━━ Task data ━━
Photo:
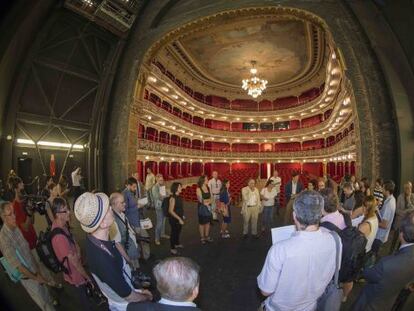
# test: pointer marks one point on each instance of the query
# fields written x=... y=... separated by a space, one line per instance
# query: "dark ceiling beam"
x=44 y=120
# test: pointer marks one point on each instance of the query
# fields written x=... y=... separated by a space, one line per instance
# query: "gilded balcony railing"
x=148 y=147
x=152 y=109
x=155 y=71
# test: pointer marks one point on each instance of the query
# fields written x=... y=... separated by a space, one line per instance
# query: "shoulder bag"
x=332 y=296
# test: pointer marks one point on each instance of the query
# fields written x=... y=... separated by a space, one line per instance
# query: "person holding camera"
x=108 y=267
x=176 y=216
x=68 y=253
x=24 y=214
x=16 y=251
x=25 y=220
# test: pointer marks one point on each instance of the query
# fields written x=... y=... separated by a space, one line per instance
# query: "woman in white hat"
x=106 y=264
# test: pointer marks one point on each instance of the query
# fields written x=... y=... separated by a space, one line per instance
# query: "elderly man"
x=250 y=208
x=214 y=184
x=405 y=203
x=386 y=216
x=391 y=274
x=122 y=233
x=292 y=189
x=349 y=198
x=277 y=182
x=178 y=280
x=159 y=192
x=149 y=183
x=16 y=251
x=308 y=255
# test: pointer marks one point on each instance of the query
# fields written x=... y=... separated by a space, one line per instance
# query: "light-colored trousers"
x=250 y=214
x=39 y=293
x=160 y=227
x=289 y=211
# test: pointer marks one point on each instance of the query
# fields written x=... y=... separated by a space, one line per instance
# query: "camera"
x=35 y=203
x=94 y=293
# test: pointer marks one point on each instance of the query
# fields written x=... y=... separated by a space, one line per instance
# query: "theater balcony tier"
x=164 y=120
x=150 y=148
x=269 y=123
x=292 y=105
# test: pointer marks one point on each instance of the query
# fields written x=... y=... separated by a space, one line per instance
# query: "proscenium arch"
x=378 y=154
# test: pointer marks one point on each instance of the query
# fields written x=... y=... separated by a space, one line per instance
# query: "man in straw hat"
x=107 y=265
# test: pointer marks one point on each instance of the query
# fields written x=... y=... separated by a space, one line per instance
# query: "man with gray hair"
x=178 y=279
x=298 y=269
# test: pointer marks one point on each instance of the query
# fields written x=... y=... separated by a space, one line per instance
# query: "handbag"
x=14 y=274
x=146 y=223
x=203 y=210
x=332 y=296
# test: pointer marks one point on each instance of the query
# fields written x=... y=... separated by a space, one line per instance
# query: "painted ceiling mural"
x=280 y=48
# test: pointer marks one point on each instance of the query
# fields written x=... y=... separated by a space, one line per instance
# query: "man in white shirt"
x=386 y=214
x=292 y=188
x=297 y=270
x=250 y=208
x=277 y=182
x=76 y=179
x=214 y=184
x=122 y=233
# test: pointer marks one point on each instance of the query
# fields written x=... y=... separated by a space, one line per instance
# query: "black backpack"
x=46 y=253
x=165 y=206
x=353 y=248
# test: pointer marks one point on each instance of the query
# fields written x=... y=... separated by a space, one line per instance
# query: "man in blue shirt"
x=131 y=203
x=386 y=216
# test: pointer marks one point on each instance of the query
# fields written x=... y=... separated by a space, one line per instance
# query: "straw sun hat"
x=90 y=210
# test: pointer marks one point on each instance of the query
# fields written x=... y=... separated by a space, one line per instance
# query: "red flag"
x=52 y=165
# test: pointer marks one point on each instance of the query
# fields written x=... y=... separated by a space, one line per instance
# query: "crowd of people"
x=346 y=221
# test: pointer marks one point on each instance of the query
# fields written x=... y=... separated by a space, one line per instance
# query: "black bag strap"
x=106 y=250
x=330 y=226
x=347 y=219
x=126 y=244
x=338 y=256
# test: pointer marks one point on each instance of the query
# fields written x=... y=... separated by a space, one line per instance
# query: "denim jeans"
x=160 y=227
x=267 y=217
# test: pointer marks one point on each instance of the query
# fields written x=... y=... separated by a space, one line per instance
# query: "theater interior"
x=189 y=87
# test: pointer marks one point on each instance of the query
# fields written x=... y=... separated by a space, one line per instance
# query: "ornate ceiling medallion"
x=254 y=85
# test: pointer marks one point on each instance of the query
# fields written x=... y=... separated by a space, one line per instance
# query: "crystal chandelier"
x=254 y=85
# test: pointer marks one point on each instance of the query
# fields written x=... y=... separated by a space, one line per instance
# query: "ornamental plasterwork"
x=176 y=59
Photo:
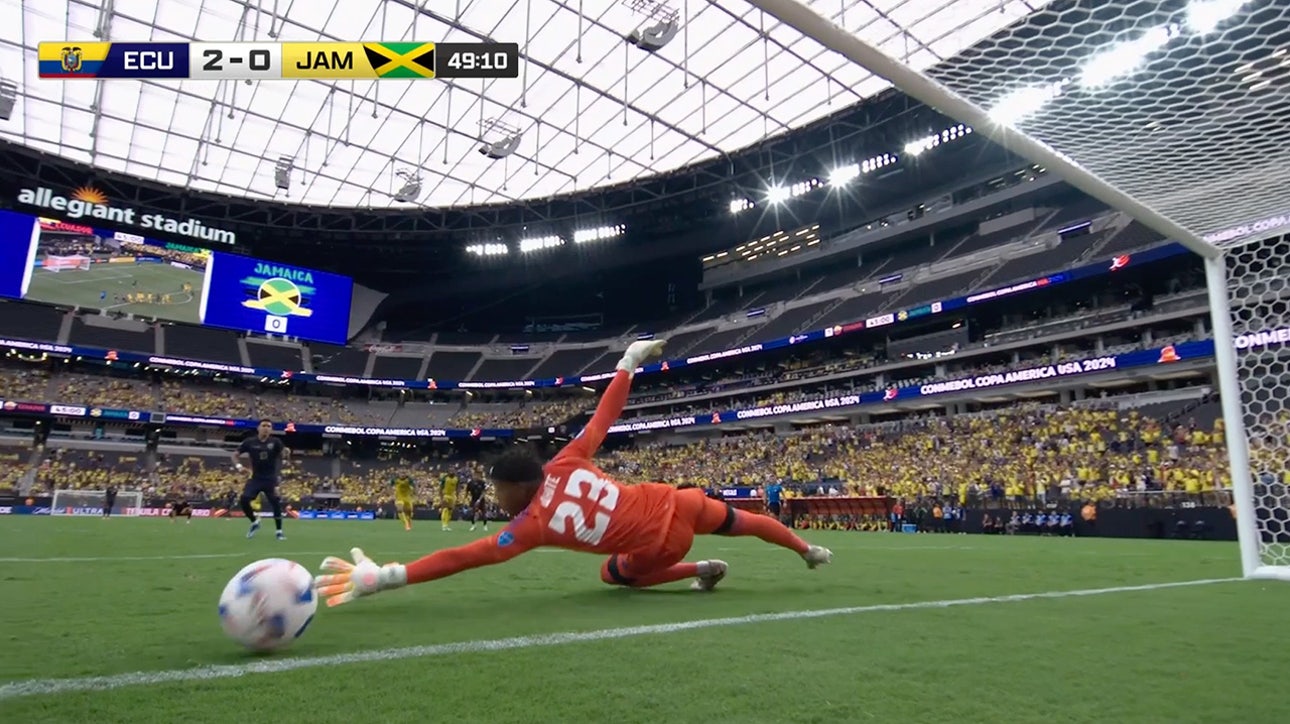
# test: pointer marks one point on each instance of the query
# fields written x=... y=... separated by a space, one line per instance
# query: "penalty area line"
x=48 y=687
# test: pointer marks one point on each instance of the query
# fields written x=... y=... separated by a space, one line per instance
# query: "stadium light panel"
x=539 y=243
x=843 y=174
x=488 y=249
x=585 y=235
x=928 y=142
x=870 y=165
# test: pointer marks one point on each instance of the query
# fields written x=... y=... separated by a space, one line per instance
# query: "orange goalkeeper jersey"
x=578 y=507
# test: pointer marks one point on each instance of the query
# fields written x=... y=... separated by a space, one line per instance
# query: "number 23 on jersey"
x=585 y=512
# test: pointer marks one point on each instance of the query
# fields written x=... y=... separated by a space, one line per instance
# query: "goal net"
x=59 y=263
x=1173 y=111
x=90 y=502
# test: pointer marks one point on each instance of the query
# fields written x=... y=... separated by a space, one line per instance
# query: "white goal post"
x=1177 y=114
x=90 y=502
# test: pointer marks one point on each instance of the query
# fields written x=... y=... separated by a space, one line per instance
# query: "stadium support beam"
x=102 y=31
x=830 y=35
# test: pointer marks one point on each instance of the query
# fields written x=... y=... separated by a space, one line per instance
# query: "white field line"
x=194 y=556
x=423 y=551
x=49 y=687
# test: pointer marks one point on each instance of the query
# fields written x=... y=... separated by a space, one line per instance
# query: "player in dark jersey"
x=109 y=500
x=179 y=506
x=265 y=456
x=479 y=506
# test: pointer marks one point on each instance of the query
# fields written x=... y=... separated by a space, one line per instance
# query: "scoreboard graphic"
x=276 y=61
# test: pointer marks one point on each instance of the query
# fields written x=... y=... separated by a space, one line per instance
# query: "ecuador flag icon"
x=71 y=58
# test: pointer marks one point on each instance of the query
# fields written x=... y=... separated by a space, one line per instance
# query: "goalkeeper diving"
x=646 y=531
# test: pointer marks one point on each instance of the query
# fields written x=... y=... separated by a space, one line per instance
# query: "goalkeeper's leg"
x=276 y=503
x=249 y=493
x=714 y=518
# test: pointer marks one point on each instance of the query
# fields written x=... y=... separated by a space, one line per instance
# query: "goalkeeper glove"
x=639 y=352
x=348 y=581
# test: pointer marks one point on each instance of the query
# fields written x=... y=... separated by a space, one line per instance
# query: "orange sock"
━━━
Requirements:
Exactly reproduce the entries above, minus the pictures.

Exercise solution:
Photo:
# test: pointer marks one point on each instance of the query
# fields written x=... y=... separated by a space, one line per instance
# query: "dark ceiling beam"
x=44 y=120
# test: pointer marks one point on each instance of the query
# fields written x=... y=... separated by a space, one line per instance
# query: "gilded balcony railing"
x=148 y=147
x=152 y=109
x=155 y=71
# test: pointer marks one point on each instance of the query
# fields written x=... y=... separated by a space, one line per instance
# query: "shoulder bag"
x=332 y=296
# test: pointer marks one point on each instance of the query
# fields written x=... y=... separated by a space, one line per instance
# query: "person holding camera"
x=108 y=267
x=176 y=216
x=68 y=253
x=24 y=214
x=16 y=251
x=25 y=220
# test: pointer marks one point on each instance of the query
# fields written x=... y=... separated by a space, one line per instance
# query: "woman in white hat"
x=106 y=264
# test: pointer marks one point on each instance of the query
# fields written x=... y=... separated by a space, one line per instance
# query: "elderly man"
x=250 y=208
x=214 y=184
x=405 y=203
x=386 y=216
x=391 y=274
x=122 y=233
x=292 y=189
x=349 y=198
x=277 y=182
x=178 y=280
x=159 y=192
x=149 y=183
x=16 y=251
x=308 y=255
# test: pointer marks one point on each instance of the query
# fields written x=... y=... separated by a space, one line per instance
# query: "light-colored trousers"
x=250 y=214
x=39 y=293
x=160 y=227
x=289 y=211
# test: pointer marks one point on each instance of the query
# fields written x=... y=... separated by a space, one line per instance
# query: "camera"
x=35 y=203
x=94 y=293
# test: pointer marks one point on each instance of the query
# fields written x=... y=... separated by a space, one line per instance
# query: "theater balcony tier"
x=164 y=120
x=150 y=148
x=269 y=123
x=292 y=105
# test: pointer marks one point on each instance of the query
# fields written x=... y=... separated by a space, one line per instance
# query: "proscenium arch"
x=378 y=154
# test: pointer marks one point on each instance of the query
# fields written x=... y=... separated by a space, one line per instance
# query: "man in straw hat"
x=107 y=265
# test: pointer marks one point on each instance of the query
# fields written x=... y=... separated by a space, one line per instance
# query: "man with gray hair"
x=178 y=279
x=298 y=269
# test: pointer marks one point on each instance of the query
# fields written x=... y=... separated by a space, one line per instance
# query: "handbag"
x=14 y=274
x=146 y=223
x=203 y=210
x=332 y=296
# test: pointer marks one point on each instance of the query
# fields written x=... y=... separated by a space, one line per instance
# query: "painted ceiling mural"
x=280 y=48
# test: pointer marks one point on each instance of the query
# fields written x=... y=... separated by a space, one line per instance
# query: "man in white shirt"
x=386 y=214
x=292 y=188
x=297 y=270
x=250 y=208
x=277 y=182
x=76 y=179
x=214 y=184
x=122 y=233
# test: pointer marks one point on each instance of the query
# fields written x=... y=... separated by a space, one line per instance
# query: "black backpack"
x=46 y=253
x=165 y=206
x=353 y=248
# test: pointer marks one point on each instance of the query
# fields written x=... y=... separated by a space, one line per instance
# query: "man in blue shirt"
x=131 y=203
x=386 y=216
# test: pointer marks one point on each instance of the query
# fields written x=... y=... separated by a space, one line per instance
# query: "straw sun hat"
x=90 y=210
# test: pointer marks one point on each instance of the query
# fields written x=... y=... separated by a space, one line per instance
# query: "red flag"
x=52 y=165
# test: pointer marks one point on each instance of the query
# fields written x=... y=... separated by a space, one line per instance
# query: "crowd of people"
x=346 y=221
# test: pointer marks one point on each instance of the query
# fields written x=... y=... separated by a space, one line per instance
# query: "black bag strap"
x=106 y=250
x=330 y=226
x=347 y=219
x=126 y=244
x=338 y=256
# test: pointer marks one point on each instance of the query
# fields written x=... y=... separated by a space, one line per instance
# query: "denim jeans"
x=160 y=227
x=267 y=217
# test: pointer marks one point on each instance of the query
# fields written x=... y=... separated by a space, one line per instance
# query: "theater interior"
x=189 y=87
# test: pointer marks one point on each instance of the query
# fields written x=... y=... separated by a space, one line per instance
# query: "ornate ceiling medallion"
x=254 y=85
# test: pointer marks one point on each instance of the query
# fields written x=... y=... separated by a space, one line per instance
# query: "crystal chandelier"
x=254 y=85
# test: pointer marks one point on each instance of the query
# fields written x=... y=... separated by a space, one line per instance
# query: "ornamental plasterwork"
x=176 y=59
Photo:
# test: pointer marks one point on each instance of the query
# fields written x=... y=... separated by a space, one line per instance
# query: "penalty area line"
x=48 y=687
# test: pointer marks one point on each instance of the query
# fields written x=... y=... separated by a space, one line per instance
# query: "stadium light panel"
x=539 y=243
x=843 y=174
x=488 y=249
x=585 y=235
x=928 y=142
x=870 y=165
# test: pointer marks one point on each instance of the query
# fields written x=... y=... separated by a space, one line per instance
# query: "orange goalkeeper jersey"
x=578 y=507
# test: pointer marks one point on each instance of the query
# fields written x=... y=... separated by a space, one line per instance
# query: "number 23 on jersey"
x=585 y=512
# test: pointer marks one point on each instance of the query
# fields written x=... y=... separated by a space, one line per instance
# query: "goal net"
x=59 y=263
x=1173 y=111
x=90 y=502
# test: pointer marks one point on each instance of the query
# fields written x=... y=... separated by a space, one line per instance
# query: "white goal post"
x=1177 y=114
x=90 y=502
# test: pointer marks one point on each instance of the query
# fields written x=... y=... separated by a space, one line per instance
# query: "stadium support beam"
x=102 y=31
x=830 y=35
# test: pointer marks one point on each instance of the query
# fields written x=... y=... separated by a space, one line per instance
# query: "white field line"
x=194 y=556
x=423 y=551
x=49 y=687
# test: pointer marks one point on each instance of the query
# fields written x=... y=... separated by a space, one line per instance
# query: "player in dark jersey"
x=109 y=500
x=179 y=506
x=265 y=456
x=479 y=506
# test: pointer marks one point on each instance of the query
# fields written x=... y=... separated by a space, one line per instance
# query: "scoreboard graphic"
x=276 y=61
# test: pointer marks one point on each instance of the query
# fields written x=... y=... separated by a space, one line per instance
# query: "ecuador flag icon"
x=71 y=58
# test: pointer marks one point on each instance of the query
# fields written x=... y=... separated by a space, one line per instance
# query: "goalkeeper diving"
x=646 y=531
# test: pointer marks one point on each instance of the query
# fields written x=... y=... separated by a space, one line per instance
# query: "goalkeeper's leg"
x=276 y=503
x=249 y=493
x=714 y=518
# test: pointer marks one point on each instance of the query
# fields written x=... y=... separated by a space, one line per instance
# query: "goalkeeper glove"
x=639 y=352
x=348 y=581
# test: pointer marks one point on each instance of the query
# fields written x=... y=... separated by a space, one line per instance
# query: "orange sock"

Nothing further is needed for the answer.